▶ Entries provided:
━━━━━━━━━━━━━━━━━━━━
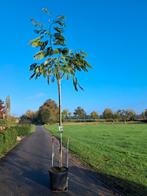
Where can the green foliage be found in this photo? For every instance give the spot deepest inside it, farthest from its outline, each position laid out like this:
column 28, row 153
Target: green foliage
column 55, row 60
column 115, row 150
column 48, row 112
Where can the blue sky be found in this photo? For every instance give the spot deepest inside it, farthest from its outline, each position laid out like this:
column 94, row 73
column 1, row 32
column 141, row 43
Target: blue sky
column 112, row 32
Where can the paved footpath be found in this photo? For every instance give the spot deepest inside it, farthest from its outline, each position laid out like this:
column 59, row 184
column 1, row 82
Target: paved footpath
column 24, row 171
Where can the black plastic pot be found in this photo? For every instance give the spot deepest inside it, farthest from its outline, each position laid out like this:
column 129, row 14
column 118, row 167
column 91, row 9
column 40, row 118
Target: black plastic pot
column 58, row 178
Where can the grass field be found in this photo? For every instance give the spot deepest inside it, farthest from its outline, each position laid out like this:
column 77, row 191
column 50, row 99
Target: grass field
column 117, row 151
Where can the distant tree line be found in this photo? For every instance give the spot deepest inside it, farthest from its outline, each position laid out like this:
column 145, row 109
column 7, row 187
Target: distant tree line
column 48, row 113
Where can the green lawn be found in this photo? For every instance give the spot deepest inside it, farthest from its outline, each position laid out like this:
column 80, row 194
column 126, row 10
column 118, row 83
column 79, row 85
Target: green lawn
column 118, row 151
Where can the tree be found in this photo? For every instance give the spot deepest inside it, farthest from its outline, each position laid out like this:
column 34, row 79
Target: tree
column 2, row 109
column 7, row 107
column 145, row 113
column 48, row 112
column 55, row 60
column 108, row 114
column 94, row 115
column 65, row 114
column 80, row 113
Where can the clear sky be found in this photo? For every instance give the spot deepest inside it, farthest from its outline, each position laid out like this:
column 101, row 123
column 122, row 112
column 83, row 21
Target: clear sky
column 112, row 32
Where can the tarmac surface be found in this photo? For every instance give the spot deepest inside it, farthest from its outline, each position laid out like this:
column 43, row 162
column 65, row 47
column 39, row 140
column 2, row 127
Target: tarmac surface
column 24, row 170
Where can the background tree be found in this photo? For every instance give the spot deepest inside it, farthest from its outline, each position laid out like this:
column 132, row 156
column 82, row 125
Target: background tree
column 108, row 114
column 79, row 113
column 94, row 115
column 55, row 60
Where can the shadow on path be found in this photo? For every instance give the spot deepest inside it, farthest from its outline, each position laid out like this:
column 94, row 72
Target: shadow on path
column 24, row 172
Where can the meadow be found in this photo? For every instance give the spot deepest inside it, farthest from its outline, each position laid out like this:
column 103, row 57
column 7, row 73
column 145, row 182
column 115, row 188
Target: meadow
column 118, row 152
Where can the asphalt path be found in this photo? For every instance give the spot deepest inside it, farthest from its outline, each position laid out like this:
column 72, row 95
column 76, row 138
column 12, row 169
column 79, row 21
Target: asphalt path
column 24, row 171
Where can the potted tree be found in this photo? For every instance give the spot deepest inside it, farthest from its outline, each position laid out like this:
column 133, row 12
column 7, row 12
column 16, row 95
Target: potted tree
column 54, row 61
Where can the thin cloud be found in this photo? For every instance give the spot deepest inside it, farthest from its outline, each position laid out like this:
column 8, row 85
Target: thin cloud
column 36, row 96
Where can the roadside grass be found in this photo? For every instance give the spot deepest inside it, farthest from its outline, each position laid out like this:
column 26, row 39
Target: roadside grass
column 8, row 138
column 117, row 151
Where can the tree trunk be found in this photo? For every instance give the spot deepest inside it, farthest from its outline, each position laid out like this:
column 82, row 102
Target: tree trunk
column 60, row 120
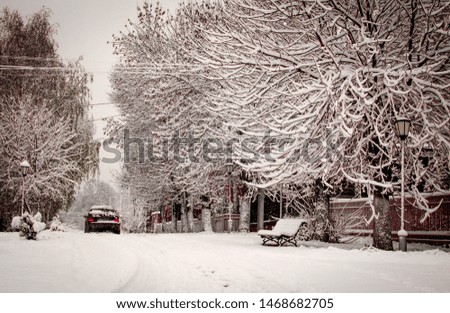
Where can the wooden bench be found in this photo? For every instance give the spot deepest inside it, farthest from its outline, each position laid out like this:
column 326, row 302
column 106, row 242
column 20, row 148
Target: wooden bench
column 284, row 232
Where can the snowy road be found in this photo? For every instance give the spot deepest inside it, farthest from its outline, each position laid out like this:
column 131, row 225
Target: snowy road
column 78, row 262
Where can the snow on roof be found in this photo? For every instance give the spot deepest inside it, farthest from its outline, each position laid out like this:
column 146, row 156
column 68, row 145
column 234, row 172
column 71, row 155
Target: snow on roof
column 102, row 207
━━━━━━━━━━━━━━━━━━━━
▶ To do:
Take every record and copy it word for word, dropping the pictures.

▶ Answer to this task:
Where can the green foliage be found in this photo? For every instance give the spot deepest inside it, farthest from its outline, each position laid out like this:
column 28, row 153
Target: green foliage
column 55, row 60
column 115, row 150
column 48, row 112
Where can the blue sky be found in this photo? For every instance give the spot deepest inside it, farthest from its outline, each position laid out like this:
column 94, row 73
column 1, row 32
column 141, row 43
Target: blue sky
column 112, row 32
Where can the paved footpath be found in this photo? For every instance give the spot deepest inside it, farthest from its outline, each position laid out like this:
column 59, row 184
column 1, row 82
Target: paved footpath
column 24, row 171
Where can the black plastic pot be found in this photo? For every instance give the spot deepest inside it, farthest from its outline, each position laid out like this:
column 129, row 14
column 118, row 167
column 91, row 9
column 40, row 118
Target: black plastic pot
column 58, row 178
Where can the grass field be found in this photo? For every instance give the spot deepest inside it, farthest from its outline, each position laid out like this:
column 77, row 191
column 50, row 99
Target: grass field
column 117, row 151
Where can the distant tree line be found in this photo? For every instance give the spot deepest inside it, farthest from its outline, each position laid out like this:
column 145, row 109
column 7, row 187
Target: distant tree line
column 48, row 113
Where can the green lawn be found in this photo? For every instance give the spot deepest inside it, farthest from its outline, each position laid out like this:
column 80, row 194
column 126, row 10
column 118, row 83
column 79, row 85
Target: green lawn
column 118, row 151
Where can the tree be found in this photo? For every instance give the spot deepest inside it, farthest from its outline, each position laid out like this:
column 34, row 79
Target: tree
column 2, row 109
column 7, row 107
column 145, row 113
column 48, row 112
column 55, row 60
column 108, row 114
column 94, row 115
column 65, row 114
column 80, row 113
Where can the clear sky be found in this photo? For every instance give the spot deepest inside it, farthest from its outline, each position laid out like this:
column 101, row 123
column 122, row 112
column 83, row 21
Target: clear sky
column 112, row 32
Where can the tarmac surface be found in this photo? For every instance give the spot deepest inside it, farthest from its outline, each position laid out like this:
column 43, row 162
column 65, row 47
column 39, row 140
column 2, row 127
Target: tarmac surface
column 24, row 170
Where can the background tree be found in this photo? For every instance give the spot deepest inside it, farthest from its outline, each position laid out like this:
column 132, row 156
column 82, row 125
Target: background tree
column 108, row 114
column 79, row 113
column 94, row 115
column 55, row 60
Where can the shadow on path be found in this photo? For every instance give the spot deepest inside it, farthest from its outline, each position laid out like this:
column 94, row 72
Target: shadow on path
column 24, row 172
Where can the meadow be found in this photo? For every instance give the spot deepest inside it, farthest from its outline, each position laid out like this:
column 103, row 57
column 7, row 73
column 145, row 182
column 115, row 188
Target: meadow
column 118, row 152
Where can the asphalt path be found in this photo? For every instance give the spot deepest inside it, farthest from its outline, each position laid out like this:
column 72, row 95
column 76, row 138
column 12, row 169
column 79, row 21
Target: asphalt path
column 24, row 171
Where can the potted tree be found in this photo? For every instance give the spot deepest inside it, farthest from its outline, each position laid out like this:
column 133, row 12
column 7, row 12
column 16, row 95
Target: potted tree
column 54, row 61
Where can the thin cloud be found in this photo? For every instance give the spot deepest inside it, farthest from its outline, each position laid out like this:
column 8, row 85
Target: thin cloud
column 36, row 96
Where can the roadside grass be found in this photo? For every instance give the spot deepest inside it, farthest from its outline, each position laid out like this:
column 26, row 39
Target: roadside grass
column 8, row 138
column 117, row 151
Where can the tree trunk be found in this photo? For every instance give the spot deepest inside it, farthest from its outline, each position laid out like this:
column 82, row 102
Target: tree trunk
column 60, row 120
Where can the wooden bench be found in this photo? For every instance give the spot deepest inside it, farthest from its outline, each position laid out like this:
column 326, row 302
column 106, row 242
column 20, row 148
Target: wooden bench
column 284, row 232
Where can the snowy road be found in this photo? For every instance give the spot deepest inside it, farthest from its outline, each position laid out like this:
column 131, row 225
Target: snowy road
column 78, row 262
Where can the snow on roof be found in this photo? For every instance give the spot deepest inside it, farthest from its outline, each position laid out like this:
column 146, row 156
column 68, row 145
column 234, row 172
column 71, row 155
Target: snow on roof
column 102, row 207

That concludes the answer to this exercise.